▶ _THE DATA_:
++++++++
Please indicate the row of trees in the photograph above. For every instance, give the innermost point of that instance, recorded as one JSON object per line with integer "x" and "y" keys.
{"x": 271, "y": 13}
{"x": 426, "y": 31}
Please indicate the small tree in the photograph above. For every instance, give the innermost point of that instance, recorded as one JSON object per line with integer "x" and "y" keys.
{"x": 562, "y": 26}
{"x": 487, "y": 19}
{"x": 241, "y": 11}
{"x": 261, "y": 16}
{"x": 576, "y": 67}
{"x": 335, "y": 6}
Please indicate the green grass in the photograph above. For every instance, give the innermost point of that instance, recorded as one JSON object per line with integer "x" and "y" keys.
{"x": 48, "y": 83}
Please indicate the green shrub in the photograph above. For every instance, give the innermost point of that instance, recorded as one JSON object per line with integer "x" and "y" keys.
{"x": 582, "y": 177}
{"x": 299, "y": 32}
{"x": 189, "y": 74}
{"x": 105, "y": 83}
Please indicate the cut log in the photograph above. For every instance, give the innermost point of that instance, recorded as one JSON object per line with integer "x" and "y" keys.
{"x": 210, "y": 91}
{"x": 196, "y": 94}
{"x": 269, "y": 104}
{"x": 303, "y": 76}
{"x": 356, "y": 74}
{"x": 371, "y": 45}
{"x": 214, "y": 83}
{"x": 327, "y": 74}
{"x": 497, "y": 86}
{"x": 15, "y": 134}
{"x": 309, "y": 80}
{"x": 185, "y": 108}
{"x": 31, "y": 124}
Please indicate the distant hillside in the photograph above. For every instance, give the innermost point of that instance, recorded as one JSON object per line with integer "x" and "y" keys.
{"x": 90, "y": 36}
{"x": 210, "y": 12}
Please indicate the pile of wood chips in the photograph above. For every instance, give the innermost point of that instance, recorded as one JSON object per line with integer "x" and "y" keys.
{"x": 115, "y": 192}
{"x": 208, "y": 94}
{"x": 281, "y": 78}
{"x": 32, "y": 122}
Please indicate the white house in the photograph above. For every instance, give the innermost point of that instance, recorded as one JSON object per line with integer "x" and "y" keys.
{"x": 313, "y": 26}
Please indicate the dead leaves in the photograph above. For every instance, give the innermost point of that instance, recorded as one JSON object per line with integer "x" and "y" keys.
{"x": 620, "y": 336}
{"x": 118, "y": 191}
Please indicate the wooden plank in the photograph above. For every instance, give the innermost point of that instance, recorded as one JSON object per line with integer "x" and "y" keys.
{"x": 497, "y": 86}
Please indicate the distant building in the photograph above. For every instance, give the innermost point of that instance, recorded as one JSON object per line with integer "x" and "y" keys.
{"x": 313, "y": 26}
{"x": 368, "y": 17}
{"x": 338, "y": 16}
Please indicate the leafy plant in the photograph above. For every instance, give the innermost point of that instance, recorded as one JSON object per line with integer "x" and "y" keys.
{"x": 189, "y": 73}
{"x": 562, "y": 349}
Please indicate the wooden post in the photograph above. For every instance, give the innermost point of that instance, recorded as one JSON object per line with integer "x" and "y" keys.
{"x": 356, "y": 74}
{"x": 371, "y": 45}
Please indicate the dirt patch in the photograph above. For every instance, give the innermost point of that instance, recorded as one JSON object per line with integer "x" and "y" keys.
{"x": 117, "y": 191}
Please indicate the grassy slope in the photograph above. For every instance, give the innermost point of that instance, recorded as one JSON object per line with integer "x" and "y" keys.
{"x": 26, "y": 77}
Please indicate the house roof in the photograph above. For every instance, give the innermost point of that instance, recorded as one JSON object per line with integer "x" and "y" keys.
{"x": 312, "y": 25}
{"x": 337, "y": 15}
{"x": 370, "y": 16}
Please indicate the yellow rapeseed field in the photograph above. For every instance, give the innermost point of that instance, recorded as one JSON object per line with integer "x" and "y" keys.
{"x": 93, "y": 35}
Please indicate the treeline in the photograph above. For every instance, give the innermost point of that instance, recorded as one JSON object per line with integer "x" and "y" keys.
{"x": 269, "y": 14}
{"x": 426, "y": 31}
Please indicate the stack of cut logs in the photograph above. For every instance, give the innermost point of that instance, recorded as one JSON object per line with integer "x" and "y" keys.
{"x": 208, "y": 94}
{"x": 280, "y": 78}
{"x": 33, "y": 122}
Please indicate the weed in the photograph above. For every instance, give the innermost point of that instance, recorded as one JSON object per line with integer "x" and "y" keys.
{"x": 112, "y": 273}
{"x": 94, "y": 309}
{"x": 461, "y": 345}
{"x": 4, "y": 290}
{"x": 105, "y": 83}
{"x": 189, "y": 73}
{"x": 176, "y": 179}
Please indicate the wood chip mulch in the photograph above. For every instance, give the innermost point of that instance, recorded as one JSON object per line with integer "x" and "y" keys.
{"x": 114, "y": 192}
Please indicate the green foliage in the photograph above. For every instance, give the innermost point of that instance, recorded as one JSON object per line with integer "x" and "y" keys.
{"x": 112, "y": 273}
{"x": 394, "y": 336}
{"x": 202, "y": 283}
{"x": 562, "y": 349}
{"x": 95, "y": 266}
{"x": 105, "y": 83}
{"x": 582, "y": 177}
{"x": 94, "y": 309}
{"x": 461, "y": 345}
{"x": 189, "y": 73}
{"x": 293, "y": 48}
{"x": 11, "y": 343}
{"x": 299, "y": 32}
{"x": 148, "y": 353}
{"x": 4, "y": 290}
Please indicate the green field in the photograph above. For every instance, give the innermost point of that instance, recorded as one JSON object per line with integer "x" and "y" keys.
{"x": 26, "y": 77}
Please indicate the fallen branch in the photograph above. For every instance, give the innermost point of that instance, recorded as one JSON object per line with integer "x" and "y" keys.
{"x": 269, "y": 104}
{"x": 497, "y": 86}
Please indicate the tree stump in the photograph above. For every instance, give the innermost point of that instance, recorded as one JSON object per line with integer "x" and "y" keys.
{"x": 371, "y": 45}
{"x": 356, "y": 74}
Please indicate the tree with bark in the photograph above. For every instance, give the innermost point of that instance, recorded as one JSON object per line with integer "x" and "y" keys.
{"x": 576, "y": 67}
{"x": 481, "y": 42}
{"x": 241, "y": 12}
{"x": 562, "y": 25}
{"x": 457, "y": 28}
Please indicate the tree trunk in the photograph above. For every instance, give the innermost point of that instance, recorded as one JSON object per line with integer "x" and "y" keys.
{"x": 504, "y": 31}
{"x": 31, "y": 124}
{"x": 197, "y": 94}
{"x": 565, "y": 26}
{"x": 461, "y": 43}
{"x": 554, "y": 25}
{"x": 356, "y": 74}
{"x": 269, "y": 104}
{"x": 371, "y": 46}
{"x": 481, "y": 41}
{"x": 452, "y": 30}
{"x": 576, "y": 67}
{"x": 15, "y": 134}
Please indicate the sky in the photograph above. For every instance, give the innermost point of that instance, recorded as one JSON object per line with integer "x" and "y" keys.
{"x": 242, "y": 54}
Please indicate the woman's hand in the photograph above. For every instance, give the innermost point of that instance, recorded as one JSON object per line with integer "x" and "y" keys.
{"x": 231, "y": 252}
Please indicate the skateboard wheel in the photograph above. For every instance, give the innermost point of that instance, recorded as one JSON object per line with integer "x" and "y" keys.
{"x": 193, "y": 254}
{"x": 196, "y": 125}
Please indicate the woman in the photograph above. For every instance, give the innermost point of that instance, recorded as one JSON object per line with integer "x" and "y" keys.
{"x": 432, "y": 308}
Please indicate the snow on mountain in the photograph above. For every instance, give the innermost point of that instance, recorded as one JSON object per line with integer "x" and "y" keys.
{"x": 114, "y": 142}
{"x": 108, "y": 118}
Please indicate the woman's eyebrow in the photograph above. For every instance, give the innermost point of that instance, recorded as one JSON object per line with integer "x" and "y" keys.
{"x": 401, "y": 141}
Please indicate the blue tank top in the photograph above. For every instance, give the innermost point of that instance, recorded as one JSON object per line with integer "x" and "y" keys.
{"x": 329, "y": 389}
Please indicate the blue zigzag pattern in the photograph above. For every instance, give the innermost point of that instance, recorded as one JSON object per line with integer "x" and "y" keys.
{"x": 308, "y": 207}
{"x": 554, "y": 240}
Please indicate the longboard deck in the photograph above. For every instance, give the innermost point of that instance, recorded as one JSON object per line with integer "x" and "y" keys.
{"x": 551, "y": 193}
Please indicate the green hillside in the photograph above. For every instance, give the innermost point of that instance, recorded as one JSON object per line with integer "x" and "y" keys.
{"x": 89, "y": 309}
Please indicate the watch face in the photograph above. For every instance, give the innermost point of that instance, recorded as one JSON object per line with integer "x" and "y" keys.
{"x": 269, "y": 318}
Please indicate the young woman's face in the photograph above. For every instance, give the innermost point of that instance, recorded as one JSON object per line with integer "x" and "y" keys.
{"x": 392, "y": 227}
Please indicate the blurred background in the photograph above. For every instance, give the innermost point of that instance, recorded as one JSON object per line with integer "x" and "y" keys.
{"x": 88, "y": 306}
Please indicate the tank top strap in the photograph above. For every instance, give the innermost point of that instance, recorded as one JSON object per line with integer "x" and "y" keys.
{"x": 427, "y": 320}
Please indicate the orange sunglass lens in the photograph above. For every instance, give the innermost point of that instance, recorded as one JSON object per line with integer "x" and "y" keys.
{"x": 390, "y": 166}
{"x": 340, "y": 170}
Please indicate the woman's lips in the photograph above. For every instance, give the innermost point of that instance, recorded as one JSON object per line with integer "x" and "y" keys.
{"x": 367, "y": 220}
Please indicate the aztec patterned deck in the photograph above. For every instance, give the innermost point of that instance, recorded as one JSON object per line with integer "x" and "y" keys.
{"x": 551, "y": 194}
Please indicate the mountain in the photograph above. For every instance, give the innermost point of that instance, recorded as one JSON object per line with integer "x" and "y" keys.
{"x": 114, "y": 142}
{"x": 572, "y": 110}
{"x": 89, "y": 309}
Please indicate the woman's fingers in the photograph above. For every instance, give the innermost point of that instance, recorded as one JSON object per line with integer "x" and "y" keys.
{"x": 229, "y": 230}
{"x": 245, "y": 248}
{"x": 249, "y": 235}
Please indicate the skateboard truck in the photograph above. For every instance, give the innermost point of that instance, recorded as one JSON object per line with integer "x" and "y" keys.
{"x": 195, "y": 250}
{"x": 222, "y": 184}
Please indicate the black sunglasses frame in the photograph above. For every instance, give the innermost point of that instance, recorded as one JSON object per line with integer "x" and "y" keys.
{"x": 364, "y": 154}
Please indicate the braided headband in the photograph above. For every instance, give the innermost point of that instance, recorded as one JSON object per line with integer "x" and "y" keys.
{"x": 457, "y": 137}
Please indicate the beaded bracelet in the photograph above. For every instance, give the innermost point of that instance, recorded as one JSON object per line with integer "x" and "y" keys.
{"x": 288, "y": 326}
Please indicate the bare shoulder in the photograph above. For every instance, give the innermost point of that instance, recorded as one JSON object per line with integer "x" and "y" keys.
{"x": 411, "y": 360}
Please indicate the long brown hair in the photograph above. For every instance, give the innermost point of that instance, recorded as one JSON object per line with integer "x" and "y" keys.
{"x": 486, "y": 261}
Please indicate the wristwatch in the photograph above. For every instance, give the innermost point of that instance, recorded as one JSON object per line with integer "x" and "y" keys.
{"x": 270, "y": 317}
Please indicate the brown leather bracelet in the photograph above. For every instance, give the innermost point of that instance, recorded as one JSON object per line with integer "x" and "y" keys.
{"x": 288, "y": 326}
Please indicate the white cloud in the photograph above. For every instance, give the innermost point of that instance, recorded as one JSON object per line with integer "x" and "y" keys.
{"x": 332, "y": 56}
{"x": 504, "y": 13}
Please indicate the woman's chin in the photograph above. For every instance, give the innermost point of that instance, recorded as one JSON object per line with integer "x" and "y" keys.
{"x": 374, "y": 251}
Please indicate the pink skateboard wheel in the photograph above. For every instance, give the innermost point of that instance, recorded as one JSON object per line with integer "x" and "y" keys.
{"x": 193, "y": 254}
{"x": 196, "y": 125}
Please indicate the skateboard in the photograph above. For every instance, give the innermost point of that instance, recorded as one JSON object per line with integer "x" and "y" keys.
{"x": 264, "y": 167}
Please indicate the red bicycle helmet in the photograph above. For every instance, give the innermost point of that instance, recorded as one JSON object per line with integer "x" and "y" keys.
++++++++
▶ _WHAT YOU WILL DO_: Return exactly, and only, the line containing "Please indicate the white cloud" and every line after it through the end of the material.

▶ _THE SOLUTION_:
Please indicate the white cloud in the photograph above. For every instance, give the innermost point of that instance, recorded as one JSON object per line with integer "x" and "y" keys.
{"x": 332, "y": 56}
{"x": 504, "y": 13}
Please indicate the woman's chin in the photograph above. For every instance, give the innermost point of that instance, recorded as one JSON object per line with integer "x" and "y" keys.
{"x": 374, "y": 251}
Please indicate the pink skateboard wheel in the photograph above. For every instance, give the innermost point of that instance, recorded as one JSON object per line with integer "x" and "y" keys.
{"x": 193, "y": 254}
{"x": 196, "y": 125}
Please indicate the skateboard in the photograph above. For every instance, give the innermost point of that instance, recorded as one JSON object per line with integer "x" and "y" keys.
{"x": 264, "y": 167}
Please indicate the red bicycle helmet in the photograph above. For every instance, give the innermost point of that instance, recorded as one JSON object per line with integer "x" and "y" keys.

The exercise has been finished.